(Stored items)
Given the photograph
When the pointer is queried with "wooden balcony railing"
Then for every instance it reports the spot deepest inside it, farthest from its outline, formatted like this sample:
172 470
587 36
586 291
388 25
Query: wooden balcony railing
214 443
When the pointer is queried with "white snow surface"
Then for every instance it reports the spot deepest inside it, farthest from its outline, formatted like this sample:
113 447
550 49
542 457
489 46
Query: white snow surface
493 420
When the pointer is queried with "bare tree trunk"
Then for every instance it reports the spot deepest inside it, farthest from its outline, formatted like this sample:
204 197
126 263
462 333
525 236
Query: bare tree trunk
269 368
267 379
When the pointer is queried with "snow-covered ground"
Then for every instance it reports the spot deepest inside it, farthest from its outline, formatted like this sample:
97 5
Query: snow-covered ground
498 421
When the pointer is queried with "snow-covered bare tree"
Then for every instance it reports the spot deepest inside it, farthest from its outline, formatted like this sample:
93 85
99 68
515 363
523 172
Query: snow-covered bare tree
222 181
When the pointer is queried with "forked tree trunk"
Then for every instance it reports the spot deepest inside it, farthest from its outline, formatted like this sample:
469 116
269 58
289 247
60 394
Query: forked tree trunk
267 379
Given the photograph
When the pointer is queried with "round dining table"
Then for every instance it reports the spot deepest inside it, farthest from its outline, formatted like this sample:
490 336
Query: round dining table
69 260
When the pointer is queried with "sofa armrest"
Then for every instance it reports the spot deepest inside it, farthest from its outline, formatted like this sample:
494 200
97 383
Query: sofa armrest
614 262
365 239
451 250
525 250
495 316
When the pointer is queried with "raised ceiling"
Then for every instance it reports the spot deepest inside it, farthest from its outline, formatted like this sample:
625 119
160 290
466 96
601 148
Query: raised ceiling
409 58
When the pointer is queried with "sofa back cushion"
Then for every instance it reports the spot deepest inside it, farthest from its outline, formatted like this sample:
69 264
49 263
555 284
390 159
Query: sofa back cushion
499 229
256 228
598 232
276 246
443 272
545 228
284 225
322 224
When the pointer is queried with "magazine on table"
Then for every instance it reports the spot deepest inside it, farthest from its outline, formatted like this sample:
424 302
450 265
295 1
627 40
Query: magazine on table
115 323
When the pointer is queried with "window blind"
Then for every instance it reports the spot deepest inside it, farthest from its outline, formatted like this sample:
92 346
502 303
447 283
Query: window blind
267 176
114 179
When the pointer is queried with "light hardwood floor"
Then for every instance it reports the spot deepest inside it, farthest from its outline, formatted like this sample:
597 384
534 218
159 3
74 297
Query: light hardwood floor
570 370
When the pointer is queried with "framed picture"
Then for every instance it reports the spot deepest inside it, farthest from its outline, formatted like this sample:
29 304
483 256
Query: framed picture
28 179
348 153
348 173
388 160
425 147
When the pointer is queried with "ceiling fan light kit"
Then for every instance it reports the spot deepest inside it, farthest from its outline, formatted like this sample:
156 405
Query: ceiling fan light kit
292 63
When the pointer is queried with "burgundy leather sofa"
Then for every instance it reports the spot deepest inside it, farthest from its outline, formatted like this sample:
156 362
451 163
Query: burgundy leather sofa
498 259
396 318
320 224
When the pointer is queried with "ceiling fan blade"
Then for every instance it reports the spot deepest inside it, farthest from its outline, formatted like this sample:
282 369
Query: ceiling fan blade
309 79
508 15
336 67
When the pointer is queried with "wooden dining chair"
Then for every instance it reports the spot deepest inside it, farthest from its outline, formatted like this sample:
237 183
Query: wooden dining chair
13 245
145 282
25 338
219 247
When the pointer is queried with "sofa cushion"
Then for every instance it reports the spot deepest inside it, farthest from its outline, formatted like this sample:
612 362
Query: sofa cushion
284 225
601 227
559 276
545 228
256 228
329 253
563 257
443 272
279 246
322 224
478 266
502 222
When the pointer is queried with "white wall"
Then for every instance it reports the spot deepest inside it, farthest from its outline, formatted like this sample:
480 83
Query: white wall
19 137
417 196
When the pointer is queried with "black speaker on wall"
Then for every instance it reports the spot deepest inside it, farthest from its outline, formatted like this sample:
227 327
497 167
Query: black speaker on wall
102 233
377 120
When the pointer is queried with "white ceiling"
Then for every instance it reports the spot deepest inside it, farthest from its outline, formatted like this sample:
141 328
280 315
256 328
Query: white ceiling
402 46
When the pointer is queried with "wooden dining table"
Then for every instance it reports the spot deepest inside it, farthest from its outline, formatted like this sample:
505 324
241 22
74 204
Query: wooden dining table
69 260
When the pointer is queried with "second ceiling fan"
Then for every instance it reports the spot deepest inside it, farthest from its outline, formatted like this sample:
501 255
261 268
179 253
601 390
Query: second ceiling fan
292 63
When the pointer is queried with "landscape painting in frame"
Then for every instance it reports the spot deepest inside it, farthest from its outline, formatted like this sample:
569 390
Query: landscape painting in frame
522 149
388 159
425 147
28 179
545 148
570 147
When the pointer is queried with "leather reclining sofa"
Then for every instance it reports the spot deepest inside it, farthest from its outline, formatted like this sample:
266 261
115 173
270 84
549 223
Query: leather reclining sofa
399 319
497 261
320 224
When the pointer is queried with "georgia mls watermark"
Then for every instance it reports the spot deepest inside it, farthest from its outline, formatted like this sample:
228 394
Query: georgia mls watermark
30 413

**WHAT TO PRODUCE**
Each of the lines above should be printed again precisely as it reads.

**YOUR SOLUTION**
Given the photograph
When the pointer is queried with "wooden balcony railing"
Then for every instance it reports the spot deepest inside it, farthest from its outline, formatted like this sample:
172 470
587 36
586 291
388 25
Query: wooden balcony railing
214 443
When the pointer is queried with "white snow surface"
Then for every instance it reports the spot deepest inside it, farthest from its outline, formatted like this sample:
113 447
550 49
542 457
489 46
Query: white snow surface
493 420
When the pointer is queried with "bare tree trunk"
Then for every instance it reports the spot deepest inside it, farthest from its outline, formatted like this sample:
204 197
126 263
462 333
525 236
Query: bare tree trunk
269 368
267 379
When the pointer is queried with "snow-covered ground"
Then for every instance it reports the spot deepest inside it, farthest from its outline, formatted like this sample:
97 5
Query: snow-covered ground
498 421
When the pointer is queried with "snow-covered bare tree"
Then for every instance it reports the spot deepest inside it, farthest from its outline, formatted like this sample:
93 85
99 68
515 363
523 172
Query: snow-covered bare tree
222 181
When the pointer is queried with "forked tree trunk"
Then for every instance it reports the spot deepest inside it, farthest from its outline, formatted like this sample:
469 116
269 58
289 247
60 394
Query: forked tree trunk
267 379
Given the photograph
When the pointer is queried with "round dining table"
Then for every instance it reports the spot deepest inside it, farthest from its outline, formatted like this sample:
490 336
Query: round dining table
69 260
When the pointer is queried with "sofa armrest"
Then for every instance it reports the spot deepest inside it, farthest from its outline, formatted like this sample:
494 200
97 383
Query: sofa armrest
614 262
365 239
451 250
525 250
495 316
When the pointer is queried with "raised ceiling"
Then for every instance it reports the spot deepest inside it, farthest from its outline, formatted like this sample:
625 119
160 290
466 96
601 148
Query: raised ceiling
409 58
When the pointer is queried with "sofa back cushion"
Then for every instance it reports the spot deepest inside it, farthest from its outline, formatted like this sample:
69 264
49 263
555 284
390 159
Query: sofa back cushion
499 229
256 228
598 232
276 246
443 272
545 228
284 225
322 224
When the pointer is queried with "magazine on table"
Then for every instance it reports the spot deepest inside it, farthest from its outline, formatted like this sample:
424 302
450 265
295 1
627 40
Query: magazine on table
115 323
When the pointer is queried with "window blind"
Then for every instance it reports the spot deepest inside it, farthest from its outline, formatted like this sample:
92 346
502 303
447 283
Query: window blind
267 176
114 179
When the pointer is queried with "light hardwood floor"
Then for every instance it reports the spot deepest inside it, farthest from its outline, formatted like this sample:
597 384
534 218
159 3
74 297
Query: light hardwood floor
570 370
When the pointer is queried with "framed picture"
Then for every instance it reports the spot deepest inside it, farthest from its outline, formatted like this sample:
29 304
483 256
Query: framed picture
28 179
348 153
348 173
388 160
425 147
When the pointer is queried with "ceiling fan light kit"
Then for every instance it reports the spot deepest inside it, farthest from its outline, formatted like this sample:
156 405
Query: ceiling fan light kit
292 63
When the pointer is queried with "burgundy leather sofa"
Then for every instance it reports the spot deepest inside it, farthest from its outline, formatted like this sample:
156 362
451 163
Query: burgundy leather sofa
498 259
396 318
320 224
When the pointer is queried with "ceiling fan blade"
Then for every instance it reports the spot deepest inside it, farthest from its outline, formatted like this sample:
282 369
Query: ceiling fan blade
309 79
508 15
336 67
When the pointer is queried with "wooden dining chair"
Then for every instance it reports the spot deepest inside it, farthest from its outline, formatted like this sample:
237 183
Query: wooden dining chair
13 245
145 282
25 338
219 247
When the pointer is queried with "sofa cushion"
Then for every instance it reports the spot deepest inside it, farthest from its outline, formatted like this sample:
612 362
Query: sofa cushion
284 225
601 227
559 276
545 228
256 228
329 253
563 257
443 272
279 246
322 224
478 266
502 222
When the pointer is queried with "white wall"
Then for every instance it reports the spot deepest inside it, farthest from its outline, formatted like this sample:
480 83
Query: white wall
19 137
417 196
When the pointer is queried with "black speaker on wall"
Then for every instance it reports the spot deepest inside it, farthest from its outline, formatted like this sample:
227 327
497 167
Query: black speaker on wall
102 233
377 120
When the pointer is queried with "white ceiling"
Then for every instance it reports the spot deepest inside it, farthest from its outline, formatted like this sample:
141 328
280 315
256 328
Query: white ceiling
402 46
When the pointer is queried with "wooden dining table"
Then for every instance it reports the spot deepest inside it, farthest from its outline, formatted like this sample:
505 324
241 22
74 204
Query: wooden dining table
69 260
When the pointer is queried with "second ceiling fan"
Then for every instance it reports the spot deepest inside it, farthest from its outline, formatted like this sample:
501 255
261 268
179 253
601 390
Query: second ceiling fan
292 63
When the pointer is queried with "landscape painting in frame"
Then for every instance it reports the spot deepest inside it, farthest from its outline, formatted like this sample:
569 390
Query: landscape painting in frame
522 149
388 159
425 147
28 179
545 148
570 147
When the pointer is queried with "leather reclining sofa"
Then for every instance it reports the spot deepest inside it, farthest from its outline, formatted like this sample:
266 261
115 173
270 84
549 223
Query: leather reclining sofa
399 319
497 261
320 224
When the pointer is queried with "georgia mls watermark"
Then for every instance it reports the spot deepest inside it, farthest from its outline, formatted like this sample:
228 394
Query: georgia mls watermark
30 413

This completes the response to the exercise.